### [Passage shown]
Content starts

Posted by Jill Kerby on February 20 2018 @ 09:00

CAN MERGING THE USC WITH PRSI SAVE THE STATE PENSION?

A government working body is considering merging the much-detested USC with the pay related social insurance that workers and employers pay.  Do you know how much USC and PRSI you pay?  You should.

At the heart of this consideration is the urgent need to reform the multi-pillared pension system in this country, each part of which – state pensions, private pensions and public sector pensions, is unsatisfactory and economically unsustainable.

With private pension membership falling every year – it stands at only c40% of adult workers, while it remains at nearly 100% in the civil and public sector – the government claims to be committed to the idea of introducing an auto-enrolment private pension scheme by 2021.

If it is modelled on similar schemes like Nest in the UK, it will involve signing everyone up in companies that don’t already have an occupational pension scheme in place. Opting out will be permitted, but only about 10% of workers ever do so. In the UK workers and employers also continue to pay social insurance contributions and collect the state old age pension.  

Contributions to auto-enrolment schemes – in the UK and other countries where similar ones operate, like Australian (‘the Super’) and New Zealand (‘KiwiSaver’)  - start off very low with a tiny percentage of salary paid in by the workers, employers and state. Savings rates have increased over the years and so far have provided their citizens a decent retirement pot.

Here, plans are still at embryonic stages and no one knows what kind of soft-mandatory pension scheme will emerge or how much it will cost.  Recently however, the Minister for Finance, responding to a suggestion that the new pension might incorporate the existing contributory state pension (now worth  €243.30 a week or €12,636 per annum) said he was committed to keeping the old age pension a separate entity.

We’ll see.

The government does know it has to boost the value of the Social Insurance Fund (SIF), worth just over €9.2 billion a year, out of which more than half is drawn down to pay for the state old age pension. It is on course to have a massive annual funding shortfall of c€21.2 billion by 2066, just as today’s youngest workers will retire.

The latest idea is that the USC, the much detested universal social charge that was introduced on January 1, 2011 (and replaced an emergency income tax levy from January 2009) will be merged with PRSI, increasing the SIF by c€4 billion.

The fund currently pays – just about – for the weekly pensions that retirees collect, as well as unemployment benefits, child benefit, family income support payments, parental leave benefits, disability payments, etc .

USC is not a single rate, but five different rates, 0.5%, 2%, 4.75%, 8% and 11%, paid on escalating bands of income. The 11% rate only applies to income over €100,000 earned only by the self-employed.

Content ends

### [Information provided]
Content starts

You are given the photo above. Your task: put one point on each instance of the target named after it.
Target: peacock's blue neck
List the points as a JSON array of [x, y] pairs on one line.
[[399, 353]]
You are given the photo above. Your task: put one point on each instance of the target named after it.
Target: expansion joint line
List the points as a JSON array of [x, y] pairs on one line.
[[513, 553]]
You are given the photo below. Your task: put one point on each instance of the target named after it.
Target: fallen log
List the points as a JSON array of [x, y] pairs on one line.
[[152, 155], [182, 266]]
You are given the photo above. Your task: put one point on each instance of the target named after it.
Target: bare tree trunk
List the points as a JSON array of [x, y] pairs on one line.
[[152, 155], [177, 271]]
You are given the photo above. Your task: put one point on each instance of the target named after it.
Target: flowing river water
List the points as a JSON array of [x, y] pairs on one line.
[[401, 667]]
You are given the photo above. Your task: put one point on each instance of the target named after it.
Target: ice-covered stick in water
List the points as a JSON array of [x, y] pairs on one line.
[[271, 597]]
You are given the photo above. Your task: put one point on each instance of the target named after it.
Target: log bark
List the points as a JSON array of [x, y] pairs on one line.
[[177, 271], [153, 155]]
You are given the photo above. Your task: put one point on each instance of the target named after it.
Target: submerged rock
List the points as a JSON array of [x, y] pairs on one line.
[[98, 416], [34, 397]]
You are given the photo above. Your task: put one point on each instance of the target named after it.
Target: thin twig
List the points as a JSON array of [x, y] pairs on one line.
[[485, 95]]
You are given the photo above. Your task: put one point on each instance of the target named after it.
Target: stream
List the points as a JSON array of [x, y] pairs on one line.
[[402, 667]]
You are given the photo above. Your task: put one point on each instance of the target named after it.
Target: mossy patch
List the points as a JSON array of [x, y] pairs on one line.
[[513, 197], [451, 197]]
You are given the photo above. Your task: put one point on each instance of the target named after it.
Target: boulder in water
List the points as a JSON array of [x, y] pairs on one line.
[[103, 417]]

Content ends

### [Work order A]
In the article on merging the USC with PRSI, by what year does the government claim it is committed to introducing an auto-enrolment private pension scheme?
### [Work order B]
Copy the part of the article on merging the USC with PRSI that opens with the words containing "CAN MERGING THE" and closes with "pay?  You should.".
### [Work order C]
Carry on the article about merging the USC with PRSI, picking up after its final sentence.

### [Written answer A]
By 2021.

### [Written answer B]
CAN MERGING THE USC WITH PRSI SAVE THE STATE PENSION?

A government working body is considering merging the much-detested USC with the pay related social insurance that workers and employers pay.  Do you know how much USC and PRSI you pay?  You should.

### [Written answer C]
No one who earns less than €13,000 a year pays USC. Pensioners over the age of 70 whose aggregate earnings are under €60,000 pay at reduced rates of 2% ad 4% as does any full medical card holder, aged under 70 with income of less than €60,000. (Pensioners do not pay PRSI.)

A worker on a €50,000 income pays about 3.3% USC or €1,662 a year.  Unlike the c4% of €2,000 worth of PRSI contributions that they also pay, USC is only paid by workers and not by employers: they pay PRSI of c10.85% of their employee’s earnings into the Social Insurance Fund.

USC was supposed to be abolished when the economy ‘recovered’, but that was always unlikely. Inevitably, the government has found a new purpose for the tax – to underpin the shaky Social Insurance Fund and especially the surge cost of old age pension claims.

Many pension experts believe that an ideal pension income of 2/3rds of a person’s final salary – whether from one or multiple sources - needs to be an annual salary contribution of at least 20% (or €10,000 a year if you earn €50k.) Can the combination of PRSI, USC and any soft-mandatory private pension contributions meet that benchmark?

This debate is finally – I hope – getting underway. It won’t go away, no matter how badly politicians, employers and workers (who always have other spending priorities) want it to.

Adding another €4 billion of funding will certainly more than meet the state pension cost at today’s values for many years into the future, but not out to 2066, especially not at the rate our population is ageing and living longer.

This PRSI/USC merger is essential, but it won’t be enough to ensure a sustainable state pension.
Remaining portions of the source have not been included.